Cross Stitching: Elegant Concurrency Patterns for JavaScript

This post first appeared on the Big Nerd Ranch blog.

"JavaScript is single-threaded, so it doesn't scale. JavaScript is a toy language because it doesn't support multithreading." Outside (and inside) the web community, statements like these are common.

And in a way, it's true: JavaScript’s event loop means your program does one thing at a time. This intentional design decision shields us from an entire class of multithreading woes, but it has also birthed the misconception that JavaScript can’t handle concurrency.

But in fact, JavaScript's design is well-suited for solving a plethora of concurrency problems without succumbing to the "gotchas" of other multithreaded languages. You might say that JavaScript is single-threaded… just so it can be multithreaded!

Recap: Concurrency

You may want to do some homework if "concurrency" and "parallelism" are new to your vocabulary. TL;DR: for simple programs, we usually write "sequential" or ("serial") code: one step executes at a time, and must complete before the next step begins. If JavaScript could perform a "blocking" AJAX request with ajaxSync(), serial code might look like this:

console.log('About to make a request.');
let json = ajaxSync('https://api.google.com/search.json');
console.log(json);
console.log('Finished the request.');

/*
  => About to make a request.
  ... AJAX request runs ...
  ... a couple seconds later ...
  ... AJAX request finishes ...
  => { all: ['the', 'things'] }
  => Finished the request.
*/

Until the AJAX request completes, JavaScript pauses (or "blocks") any lines below from executing. In contrast, concurrency is when the execution of one series of steps can overlap another series of steps. In JavaScript, concurrency is often accomplished with async Web APIs and a callback:

console.log('About to make a request.');
ajaxAsync('https://api.google.com/search.json', json => {
  console.log(json);
  console.log('Finished the request.');
});
console.log('Started the request.');

/*
  => About to make a request.
  ... AJAX request runs in the background ...
  => Started the request.
  ... a couple seconds later ...
  ... AJAX requests finishes ...
  => { all: ['the', 'things'] }
  => Finished the request.
*/

In this second version, the AJAX request only "blocks" the code inside the callback (logging the AJAX response), but the JavaScript runtime will go on executing lines after the AJAX request.

Recap: Event Loop

The JavaScript runtime uses a mechanism, called the "event loop," to keep track of all in-progress async operations so it can notify your program when an operation finishes. If you are unfamiliar with the event loop, check out Philip Robert's exceptional 20 minute overview from ScotlandJS: "Help, I'm stuck in an event-loop."

Thanks to the event loop, a single thread can perform an admirable amount of work concurrently. But why not just reach for multithreading?

######

> _PROBLEMS TO SOLVE_
• 1. In the JavaScript concurrency post, what does the runtime call the mechanism that tracks in-progress async operations?
• 2. Pick out each line of the listing below that contains the string "uniform" and copy it.

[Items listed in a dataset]
######

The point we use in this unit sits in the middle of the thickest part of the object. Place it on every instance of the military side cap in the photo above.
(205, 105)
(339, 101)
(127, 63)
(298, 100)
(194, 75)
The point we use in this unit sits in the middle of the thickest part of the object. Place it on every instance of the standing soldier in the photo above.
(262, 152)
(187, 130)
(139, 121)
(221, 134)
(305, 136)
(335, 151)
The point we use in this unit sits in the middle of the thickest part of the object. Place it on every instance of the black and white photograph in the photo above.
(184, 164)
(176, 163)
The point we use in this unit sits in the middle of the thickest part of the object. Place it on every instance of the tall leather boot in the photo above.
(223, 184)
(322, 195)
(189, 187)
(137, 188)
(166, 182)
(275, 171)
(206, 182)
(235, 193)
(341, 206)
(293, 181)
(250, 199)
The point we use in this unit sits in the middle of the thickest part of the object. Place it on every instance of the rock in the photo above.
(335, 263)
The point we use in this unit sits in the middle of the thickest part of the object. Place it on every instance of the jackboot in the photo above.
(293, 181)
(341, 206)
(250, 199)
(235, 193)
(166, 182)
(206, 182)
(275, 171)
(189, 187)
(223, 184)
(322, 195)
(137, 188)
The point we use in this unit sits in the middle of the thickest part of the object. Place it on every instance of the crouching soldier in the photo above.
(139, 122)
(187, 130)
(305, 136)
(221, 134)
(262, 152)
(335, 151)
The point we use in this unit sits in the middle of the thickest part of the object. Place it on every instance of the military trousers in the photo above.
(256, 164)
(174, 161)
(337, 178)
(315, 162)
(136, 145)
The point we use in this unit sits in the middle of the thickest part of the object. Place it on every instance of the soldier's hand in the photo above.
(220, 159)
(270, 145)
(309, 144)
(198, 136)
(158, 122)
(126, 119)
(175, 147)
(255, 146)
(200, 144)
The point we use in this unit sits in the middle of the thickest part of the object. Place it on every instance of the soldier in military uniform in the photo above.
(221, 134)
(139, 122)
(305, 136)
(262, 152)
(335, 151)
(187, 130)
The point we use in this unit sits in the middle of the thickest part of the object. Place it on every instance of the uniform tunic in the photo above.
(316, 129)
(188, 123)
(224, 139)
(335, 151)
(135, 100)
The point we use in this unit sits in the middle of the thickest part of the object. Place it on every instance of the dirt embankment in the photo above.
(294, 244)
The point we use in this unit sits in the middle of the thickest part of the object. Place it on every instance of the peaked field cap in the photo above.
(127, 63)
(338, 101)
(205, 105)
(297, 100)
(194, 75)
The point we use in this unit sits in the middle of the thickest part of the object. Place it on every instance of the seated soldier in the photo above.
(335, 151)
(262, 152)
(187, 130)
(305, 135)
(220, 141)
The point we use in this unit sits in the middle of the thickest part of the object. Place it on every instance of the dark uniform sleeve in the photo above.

######

> _ANSWERS_
• 1. The event loop.

• 2.
The point we use in this unit sits in the middle of the thickest part of the object. Place it on every instance of the soldier in military uniform in the photo above.
The point we use in this unit sits in the middle of the thickest part of the object. Place it on every instance of the uniform tunic in the photo above.
The point we use in this unit sits in the middle of the thickest part of the object. Place it on every instance of the dark uniform sleeve in the photo above.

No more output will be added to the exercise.